### Try it
Every record below needs to be printed again exactly.

### Listed records
==========

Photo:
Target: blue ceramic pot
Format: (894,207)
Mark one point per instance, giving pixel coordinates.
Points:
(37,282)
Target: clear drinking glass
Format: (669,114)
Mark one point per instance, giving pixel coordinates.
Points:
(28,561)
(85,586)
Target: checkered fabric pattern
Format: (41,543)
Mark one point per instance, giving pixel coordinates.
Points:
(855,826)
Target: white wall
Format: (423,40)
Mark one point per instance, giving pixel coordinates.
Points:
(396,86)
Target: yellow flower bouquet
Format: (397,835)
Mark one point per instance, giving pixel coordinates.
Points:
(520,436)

==========

### Finished task
Photo:
Target: blue ceramic pot
Format: (894,207)
Mark one point per instance, giving pixel coordinates.
Points:
(37,282)
Target: clear drinking glass
Format: (669,114)
Mark one point per instance, giving pixel coordinates.
Points:
(28,561)
(85,586)
Target: checkered fabric pattern
Format: (41,543)
Mark one point per instance, giving pixel coordinates.
Points:
(855,826)
Target: white wall
Format: (423,40)
Mark one point per instance, giving pixel coordinates.
Points:
(396,86)
Target: yellow flower bouquet
Format: (397,835)
Mark one point per instance, giving pixel coordinates.
Points:
(520,436)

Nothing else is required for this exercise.